** Opening Excerpted passage block **

16. The resorbable scar-tissue reduction micro-membrane system as set forth in Claim 3, wherein the resorbable scar-tissue reduction micro-membrane system is sealed in a sterile packaging.

17. The resorbable scar-tissue reduction micro-membrane system as set forth in Claim 3, wherein the single layer of resorbable polymer base material comprises a plurality of holes disposed along an edge of the single layer of resorbable polymer base material.

18. The resorbable scar-tissue reduction micro-membrane system as set forth in Claim 3, wherein the single layer of resorbable polymer base material does not comprise any holes substantially away from an edge of the single layer of resorbable polymer base material.

19. The resorbable scar-tissue reduction micro-membrane system as set forth in Claim 3, wherein the edge extends around the single layer of resorbable polymer base material.

20. The resorbable scar-tissue reduction micro-membrane system as set forth in Claim 3, wherein a slit is formed in a periphery of the single layer of resorbable polymer base material so that the edge extends along the slit.

21. The resorbable scar-tissue reduction micro-membrane system as set forth in Claim 3, wherein: the single layer of resorbable polymer base material further comprises a plurality of holes disposed away from the edge; each of the holes near the periphery has a first diameter; each of the holes near the center has a second diameter; and the first diameters are greater than the second diameters.

22. The resorbable scar-tissue reduction micro-membrane system as set forth in Claim 3, wherein a slit is formed in a periphery of the single layer of resorbable polymer base material so that the edge extends along the slit.

23. The resorbable scar-tissue reduction micro-membrane system as set forth in Claim 3, wherein the single layer of resorbable polymer base material comprises a slit disposed in the non-porous base material.

24. The resorbable scar-tissue reduction micro-membrane system as set forth in Claim 3, wherein the single layer of resorbable polymer base material is cut to have a size and shape suitable for snugly and anatomically fitting over an anatomic structure to thereby attenuate or prevent formation of scar tissue between the anatomic structure and surrounding tissue, and is sealed in a sterile packaging.

25. The resorbable scar-tissue reduction micro-membrane system as set forth in Claim 3, wherein the single layer of resorbable polymer base material is cut with tabs to be folded over and around an anatomic structure.

** Closing Excerpted passage block **
** Opening Data to examine block **

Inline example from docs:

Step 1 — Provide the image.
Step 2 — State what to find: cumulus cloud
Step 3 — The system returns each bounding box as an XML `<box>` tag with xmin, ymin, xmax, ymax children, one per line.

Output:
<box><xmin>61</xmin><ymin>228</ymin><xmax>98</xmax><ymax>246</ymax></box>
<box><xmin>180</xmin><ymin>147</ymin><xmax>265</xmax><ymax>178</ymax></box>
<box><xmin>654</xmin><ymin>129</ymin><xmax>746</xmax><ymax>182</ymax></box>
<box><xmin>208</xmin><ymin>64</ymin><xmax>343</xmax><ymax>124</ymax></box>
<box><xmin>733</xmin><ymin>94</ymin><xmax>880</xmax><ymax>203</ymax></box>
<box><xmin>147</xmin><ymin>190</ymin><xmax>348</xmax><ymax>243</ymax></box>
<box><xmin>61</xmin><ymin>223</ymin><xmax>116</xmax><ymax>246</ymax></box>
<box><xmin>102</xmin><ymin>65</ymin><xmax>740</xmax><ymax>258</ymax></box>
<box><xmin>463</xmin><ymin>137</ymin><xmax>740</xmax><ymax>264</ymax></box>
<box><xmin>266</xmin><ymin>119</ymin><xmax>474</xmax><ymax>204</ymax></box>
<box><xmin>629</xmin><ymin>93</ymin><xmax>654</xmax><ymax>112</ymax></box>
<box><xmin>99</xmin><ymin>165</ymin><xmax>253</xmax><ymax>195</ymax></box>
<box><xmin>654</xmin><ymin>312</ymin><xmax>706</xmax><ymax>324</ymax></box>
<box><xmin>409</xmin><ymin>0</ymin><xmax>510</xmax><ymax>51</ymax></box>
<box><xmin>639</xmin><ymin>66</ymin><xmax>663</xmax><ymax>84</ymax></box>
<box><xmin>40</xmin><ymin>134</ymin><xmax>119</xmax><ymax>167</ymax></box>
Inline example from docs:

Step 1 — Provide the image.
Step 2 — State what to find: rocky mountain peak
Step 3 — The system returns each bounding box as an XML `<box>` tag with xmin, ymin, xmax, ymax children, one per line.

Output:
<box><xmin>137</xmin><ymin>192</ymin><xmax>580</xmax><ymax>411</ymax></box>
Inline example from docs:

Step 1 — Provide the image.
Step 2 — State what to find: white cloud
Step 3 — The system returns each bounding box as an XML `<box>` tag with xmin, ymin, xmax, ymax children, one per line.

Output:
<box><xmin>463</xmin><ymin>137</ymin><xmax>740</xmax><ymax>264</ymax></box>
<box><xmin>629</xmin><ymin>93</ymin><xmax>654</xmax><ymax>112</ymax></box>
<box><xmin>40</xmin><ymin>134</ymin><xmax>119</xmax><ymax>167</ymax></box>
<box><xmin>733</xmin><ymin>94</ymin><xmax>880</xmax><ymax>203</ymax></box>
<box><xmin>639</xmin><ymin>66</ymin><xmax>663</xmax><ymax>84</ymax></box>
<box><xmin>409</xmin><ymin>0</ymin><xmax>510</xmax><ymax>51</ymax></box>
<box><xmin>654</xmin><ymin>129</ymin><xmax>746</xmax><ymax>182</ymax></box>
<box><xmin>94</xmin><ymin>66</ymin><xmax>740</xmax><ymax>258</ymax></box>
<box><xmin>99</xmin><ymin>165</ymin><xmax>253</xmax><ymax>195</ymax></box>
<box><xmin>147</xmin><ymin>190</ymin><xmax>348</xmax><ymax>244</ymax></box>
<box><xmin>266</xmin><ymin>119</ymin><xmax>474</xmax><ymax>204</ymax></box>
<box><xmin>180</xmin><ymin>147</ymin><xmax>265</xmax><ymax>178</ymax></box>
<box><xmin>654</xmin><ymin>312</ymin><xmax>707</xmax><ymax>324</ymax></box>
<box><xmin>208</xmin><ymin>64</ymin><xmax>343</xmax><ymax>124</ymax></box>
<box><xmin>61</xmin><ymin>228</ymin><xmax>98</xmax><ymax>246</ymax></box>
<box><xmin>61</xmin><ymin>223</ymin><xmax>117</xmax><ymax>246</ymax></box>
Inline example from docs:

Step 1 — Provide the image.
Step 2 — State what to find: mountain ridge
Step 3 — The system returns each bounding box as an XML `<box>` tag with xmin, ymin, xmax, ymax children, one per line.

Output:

** Closing Data to examine block **

» Actions to take:
A) List the claim numbers in the micro-membrane patent claims that describe a slit.
B) Carry on the micro-membrane patent claims, starting after claim 25.

» Answers to the exercise:
A) 20, 22, 23

B)
26. The resorbable scar-tissue reduction micro-membrane system as set forth in Claim 3, wherein the single layer of resorbable polymer base material comprises at least one notch disposed in the non-porous base material.

27. The resorbable scar-tissue reduction micro-membrane system as set forth in Claim 3, wherein the single layer of resorbable polymer base material comprises a plurality of notches disposed in the non-porous base material.

28. The resorbable scar-tissue reduction micro-membrane system as set forth in Claim 3, wherein the single layer of resorbable polymer base material is cut to have a non-rectangular and non-circular shape and is sealed in a sterile packaging.

29. The resorbable scar-tissue reduction micro-membrane system as set forth in Claim 3, wherein the resorbable scar-tissue reduction micro-membrane system further includes another membrane, which comprises a maximum thickness less than 2000 microns and which is permeable.

30. The resorbable scar-tissue reduction micro-membrane system as set forth in Claim 3, wherein the other membrane is a bridging membrane.

31. The resorbable scar-tissue reduction micro-membrane system as set forth in Claim 3, wherein the other membrane is fluid permeable.

32. The resorbable scar-tissue reduction micro-membrane system as set forth in Claim 3, wherein the other membrane is cell permeable.

33. The resorbable scar-tissue reduction micro-membrane system as set forth in Claim 3, wherein the other membrane is vessel permeable.

34. The resorbable scar-tissue reduction micro-membrane system as set forth in Claim 3, wherein the other membrane comprises a thickness between 500 microns and 2000 microns.